**DATA SHOWN:**
»»

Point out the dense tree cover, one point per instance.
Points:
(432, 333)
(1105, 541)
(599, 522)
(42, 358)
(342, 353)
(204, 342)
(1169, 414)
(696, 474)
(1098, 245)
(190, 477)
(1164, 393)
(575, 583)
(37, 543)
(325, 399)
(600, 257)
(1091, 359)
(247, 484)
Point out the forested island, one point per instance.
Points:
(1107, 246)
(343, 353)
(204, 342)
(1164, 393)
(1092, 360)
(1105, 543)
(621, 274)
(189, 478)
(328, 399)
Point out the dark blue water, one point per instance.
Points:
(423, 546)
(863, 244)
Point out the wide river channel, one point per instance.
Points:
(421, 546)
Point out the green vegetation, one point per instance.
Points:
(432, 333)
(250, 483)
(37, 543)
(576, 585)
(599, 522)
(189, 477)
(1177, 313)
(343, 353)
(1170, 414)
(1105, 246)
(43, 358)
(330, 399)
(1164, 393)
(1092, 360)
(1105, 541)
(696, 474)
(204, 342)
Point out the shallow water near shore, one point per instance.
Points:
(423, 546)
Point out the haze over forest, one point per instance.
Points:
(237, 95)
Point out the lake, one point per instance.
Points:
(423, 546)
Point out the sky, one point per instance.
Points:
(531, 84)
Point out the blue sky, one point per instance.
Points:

««
»»

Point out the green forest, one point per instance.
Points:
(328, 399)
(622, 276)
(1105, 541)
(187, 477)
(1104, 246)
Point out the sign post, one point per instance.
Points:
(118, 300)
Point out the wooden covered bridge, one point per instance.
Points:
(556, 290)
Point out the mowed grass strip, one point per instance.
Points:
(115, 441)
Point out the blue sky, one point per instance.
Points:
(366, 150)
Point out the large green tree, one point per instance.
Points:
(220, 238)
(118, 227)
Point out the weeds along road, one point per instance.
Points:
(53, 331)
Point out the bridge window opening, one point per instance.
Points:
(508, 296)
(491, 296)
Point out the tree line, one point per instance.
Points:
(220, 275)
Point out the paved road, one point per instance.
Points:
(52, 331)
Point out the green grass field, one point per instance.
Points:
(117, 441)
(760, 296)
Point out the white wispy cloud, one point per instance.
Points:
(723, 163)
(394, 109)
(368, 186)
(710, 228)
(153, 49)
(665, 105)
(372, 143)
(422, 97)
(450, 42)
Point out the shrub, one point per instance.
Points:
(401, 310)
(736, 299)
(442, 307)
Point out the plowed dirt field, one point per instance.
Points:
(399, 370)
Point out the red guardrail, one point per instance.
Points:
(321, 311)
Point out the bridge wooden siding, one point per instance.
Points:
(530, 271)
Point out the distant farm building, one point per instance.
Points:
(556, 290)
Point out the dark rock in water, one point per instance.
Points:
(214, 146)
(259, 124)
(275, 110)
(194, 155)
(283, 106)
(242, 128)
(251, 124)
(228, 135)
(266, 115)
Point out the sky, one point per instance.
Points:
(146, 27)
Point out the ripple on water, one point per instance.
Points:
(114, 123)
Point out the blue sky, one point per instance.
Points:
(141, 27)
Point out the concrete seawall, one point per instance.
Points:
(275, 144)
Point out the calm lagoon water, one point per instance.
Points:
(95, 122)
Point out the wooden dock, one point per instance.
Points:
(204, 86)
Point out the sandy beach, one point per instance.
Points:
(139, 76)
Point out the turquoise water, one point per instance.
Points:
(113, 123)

««

**TASK DETAILS:** Which lines in the records above contain the string "tree"? List every such line in full, and treat uppercase and lowercase as different.

**ANSWER:**
Point out the dense tree cover, one point per instance.
Point out the large green tree, one point per instance.
Point out the tree line, one point per instance.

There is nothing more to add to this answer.